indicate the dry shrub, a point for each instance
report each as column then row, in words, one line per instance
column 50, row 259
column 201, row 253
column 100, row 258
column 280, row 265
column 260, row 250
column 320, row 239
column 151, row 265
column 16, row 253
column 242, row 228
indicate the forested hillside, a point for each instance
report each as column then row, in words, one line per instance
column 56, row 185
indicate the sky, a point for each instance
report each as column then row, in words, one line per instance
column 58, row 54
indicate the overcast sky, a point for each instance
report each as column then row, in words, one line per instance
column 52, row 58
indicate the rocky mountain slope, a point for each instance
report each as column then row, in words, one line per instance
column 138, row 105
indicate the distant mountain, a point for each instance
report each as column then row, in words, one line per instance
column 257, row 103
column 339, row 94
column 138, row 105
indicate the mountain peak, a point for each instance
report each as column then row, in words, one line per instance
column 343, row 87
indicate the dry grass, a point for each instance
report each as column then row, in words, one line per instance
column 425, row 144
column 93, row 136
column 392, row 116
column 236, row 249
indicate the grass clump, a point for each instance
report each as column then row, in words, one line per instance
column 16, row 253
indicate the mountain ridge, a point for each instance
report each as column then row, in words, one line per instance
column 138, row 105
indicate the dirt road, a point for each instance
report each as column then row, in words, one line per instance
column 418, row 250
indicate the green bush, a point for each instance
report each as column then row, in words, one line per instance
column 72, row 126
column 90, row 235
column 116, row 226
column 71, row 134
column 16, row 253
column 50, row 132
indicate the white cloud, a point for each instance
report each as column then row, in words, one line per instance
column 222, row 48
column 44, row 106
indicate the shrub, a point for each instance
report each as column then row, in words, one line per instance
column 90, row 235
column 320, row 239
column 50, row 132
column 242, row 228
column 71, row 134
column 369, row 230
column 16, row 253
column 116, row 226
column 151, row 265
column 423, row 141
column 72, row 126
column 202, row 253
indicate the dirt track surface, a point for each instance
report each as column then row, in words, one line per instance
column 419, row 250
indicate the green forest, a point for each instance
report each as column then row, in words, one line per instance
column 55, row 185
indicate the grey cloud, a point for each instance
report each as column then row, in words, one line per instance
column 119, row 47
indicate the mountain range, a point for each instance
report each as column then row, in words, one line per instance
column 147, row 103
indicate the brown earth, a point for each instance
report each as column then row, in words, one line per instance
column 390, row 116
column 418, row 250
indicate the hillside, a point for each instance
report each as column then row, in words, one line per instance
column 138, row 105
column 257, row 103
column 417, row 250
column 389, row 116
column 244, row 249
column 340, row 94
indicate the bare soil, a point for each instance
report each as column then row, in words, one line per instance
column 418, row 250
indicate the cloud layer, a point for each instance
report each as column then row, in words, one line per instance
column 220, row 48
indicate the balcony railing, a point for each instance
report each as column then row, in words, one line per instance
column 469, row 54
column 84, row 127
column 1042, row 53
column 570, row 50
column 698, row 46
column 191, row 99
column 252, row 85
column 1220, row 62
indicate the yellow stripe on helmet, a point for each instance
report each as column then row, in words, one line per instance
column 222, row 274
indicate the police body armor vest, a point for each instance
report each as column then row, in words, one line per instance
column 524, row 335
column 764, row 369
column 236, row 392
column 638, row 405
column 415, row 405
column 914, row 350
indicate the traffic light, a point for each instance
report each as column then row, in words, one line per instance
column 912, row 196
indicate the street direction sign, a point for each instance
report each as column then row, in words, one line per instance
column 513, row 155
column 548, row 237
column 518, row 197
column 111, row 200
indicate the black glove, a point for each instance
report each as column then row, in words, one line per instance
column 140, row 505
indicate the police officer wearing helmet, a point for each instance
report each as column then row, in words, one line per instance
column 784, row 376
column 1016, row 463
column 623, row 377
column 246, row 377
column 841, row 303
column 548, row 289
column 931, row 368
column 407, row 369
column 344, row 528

# Given request:
Put all of the material above into a numbered list, leaving out any blank lines.

# Written solution:
1. indicate the dry shrub, a point for each instance
2. report each as column then row, in words, one line per instance
3. column 50, row 259
4. column 201, row 253
5. column 100, row 258
6. column 280, row 265
7. column 260, row 250
8. column 320, row 239
9. column 151, row 265
10. column 16, row 253
11. column 242, row 228
12. indicate the forested hillside, a point for each instance
13. report each as column then row, in words, one line per instance
14. column 56, row 185
15. indicate the sky, a point for each instance
16. report each as column then row, in words, one line per instance
17. column 58, row 54
18. indicate the overcast sky, a point for each instance
19. report each as column then row, in words, one line per instance
20. column 52, row 58
21. indicate the rocky mountain slope, a point for each instance
22. report each as column then row, in words, one line per instance
23. column 138, row 105
24. indicate the distant mountain, a point for each instance
25. report each as column then row, in words, one line per instance
26. column 257, row 103
27. column 339, row 94
28. column 138, row 105
29. indicate the mountain peak, a point for each instance
30. report each as column then row, in words, one line per instance
31. column 343, row 87
32. indicate the dry grass, a point for each instance
33. report each as column then row, in words, one line per instance
34. column 425, row 144
35. column 93, row 136
36. column 392, row 116
37. column 236, row 249
38. indicate the grass clump, a point for each instance
39. report each as column then row, in words, one line per instance
40. column 16, row 253
41. indicate the mountain ridge, a point for each instance
42. report each as column then row, in words, one line per instance
43. column 138, row 105
44. indicate the dirt road, a point for each instance
45. report each as column then row, in words, one line per instance
46. column 418, row 250
47. indicate the green bush, a point for each instance
48. report each as column then row, in words, one line per instance
49. column 72, row 126
50. column 90, row 235
51. column 116, row 226
52. column 71, row 134
53. column 16, row 253
54. column 50, row 132
55. indicate the white cloud, a point for each instance
56. report each as column then row, in words, one line per instance
57. column 222, row 48
58. column 44, row 106
59. indicate the shrub, a point for each instance
60. report each as column then row, in words, one line per instance
61. column 90, row 235
62. column 320, row 239
63. column 50, row 132
64. column 242, row 228
65. column 71, row 134
66. column 369, row 230
67. column 16, row 253
68. column 116, row 226
69. column 151, row 265
70. column 423, row 141
71. column 72, row 126
72. column 202, row 253
73. indicate the dirt track surface, a point for each instance
74. report each as column then row, in words, one line per instance
75. column 419, row 250
76. indicate the green forest, a point for each instance
77. report each as column then row, in words, one line per instance
78. column 55, row 185
79. indicate the grey cloud, a point for each instance
80. report each as column then row, in words, one line per instance
81. column 119, row 47
82. indicate the mountain range, a point for each instance
83. report each as column then row, in words, one line per instance
84. column 147, row 103
85. indicate the brown earth, a point for each instance
86. report each as column then row, in words, one line per instance
87. column 390, row 116
88. column 418, row 250
89. indicate the hillside, a point for each instance
90. report each as column then row, in words, one line per instance
91. column 138, row 105
92. column 257, row 103
93. column 417, row 250
94. column 389, row 116
95. column 244, row 249
96. column 340, row 94
97. indicate the bare soil, a point for each instance
98. report each as column then row, in words, one line per instance
99. column 418, row 250
100. indicate the cloud layer, a point for each instance
101. report each as column then row, in words, one line per instance
102. column 220, row 48
103. indicate the balcony railing, a point for each instance
104. report each as column then row, in words, one line per instance
105. column 469, row 54
106. column 84, row 127
107. column 1042, row 53
108. column 570, row 50
109. column 698, row 46
110. column 191, row 99
111. column 252, row 85
112. column 1220, row 62
113. indicate the yellow stripe on helmet, a point for each instance
114. report each as column then row, in words, one line per instance
115. column 222, row 274
116. indicate the police body armor vest, a point for each instance
117. report each as column then row, in words, one line per instance
118. column 524, row 335
119. column 764, row 369
120. column 236, row 392
121. column 638, row 405
122. column 415, row 405
123. column 914, row 350
124. indicate the traffic light, a point for each instance
125. report each as column then row, in words, one line per instance
126. column 912, row 196
127. indicate the street direction sign, a point for each instance
128. report each as column then row, in words, one line per instance
129. column 513, row 155
130. column 548, row 237
131. column 518, row 197
132. column 111, row 200
133. indicate the black glove, a point for each instance
134. report each as column then row, in words, one line per instance
135. column 140, row 505
136. indicate the police officer wearing helmet, a point for each instance
137. report each as column then row, in words, one line per instance
138. column 784, row 376
139. column 1016, row 463
140. column 623, row 377
141. column 246, row 377
142. column 841, row 303
143. column 548, row 289
144. column 931, row 368
145. column 407, row 369
146. column 344, row 528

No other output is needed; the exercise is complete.